● Source:
This nostalgia series is at its best when digging out stuff about people who have faded from the public view rather than those, like most of the Dallas cast, who've remained in the spotlight.

Still, it was worth watching just to see Linda Gray put those Swellen lips into top gear to pout, bite and twirl them as she recalled her character's drunken days. Those lips deserve an Oscar of their own.

One problem for the After They Were Famous team was that the Dallas cast were one big, happy family. They had fun making the series, sensibly realising that it was impossible to take the story seriously. Out-takes, notably those showing pranks played by serial jokers Hagman and Patrick Duffy, demonstrated the hoot they had on set.

The Hagman dribble, in which he'd emit a drizzle of saliva from his mouth at deadly serious moments, was copied by others. Juvenile, maybe, but what you'd expect from an actor who arrived carrying saddlebags stuffed with bottles of champagne.

His drinking was legendary, downing four or five bottles of champagne a day, although he never got drunk or failed to be anything but professional on the set.

The price he eventually paid was almost dying before surgeons gave him a liver transplant. Today he works for Alcoholics Anonymous and organ donation organisations.

● Tasks to perform:
(1) From the Dallas review, copy out the passage starting at "Still, it was" and ending at "had on set.".
(2) Continue the review of the Dallas cast retrospective from the point where it stops.

● Dataset content:
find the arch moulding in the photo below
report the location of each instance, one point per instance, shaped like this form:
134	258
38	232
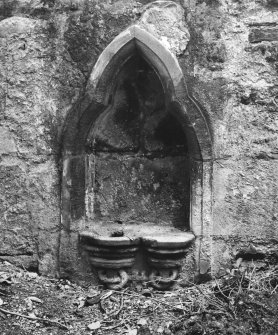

● Per-task answers:
(1)
Still, it was worth watching just to see Linda Gray put those Swellen lips into top gear to pout, bite and twirl them as she recalled her character's drunken days. Those lips deserve an Oscar of their own.

One problem for the After They Were Famous team was that the Dallas cast were one big, happy family. They had fun making the series, sensibly realising that it was impossible to take the story seriously. Out-takes, notably those showing pranks played by serial jokers Hagman and Patrick Duffy, demonstrated the hoot they had on set.

(2)
Tourists visiting Southfork ranch are surprised to find that the inside doesn't resemble what they saw on screen. That's because interiors were filmed on a Hollywood sound stage. Just as well because temperatures on location in Texas reached 126 degrees - which accounts for the picture of Linda Gray with a hairdryer stuffed down her blouse, trying to cool off.

The decline of Dallas was traced back to the return of Bobby Ewing. Killed in a car crash, he was discovered alive and well and wet in the shower a year later after actor Duffy was asked back to the series.

Even Principal, who played his wife, had no idea how he was being resurrected. She filmed a scene in which she opened a shower door. There was no one inside.

Duffy was filmed secretly in a shower for, the crew were told, a commercial. The two bits of film were put together and, lo and behold, Bobby lived.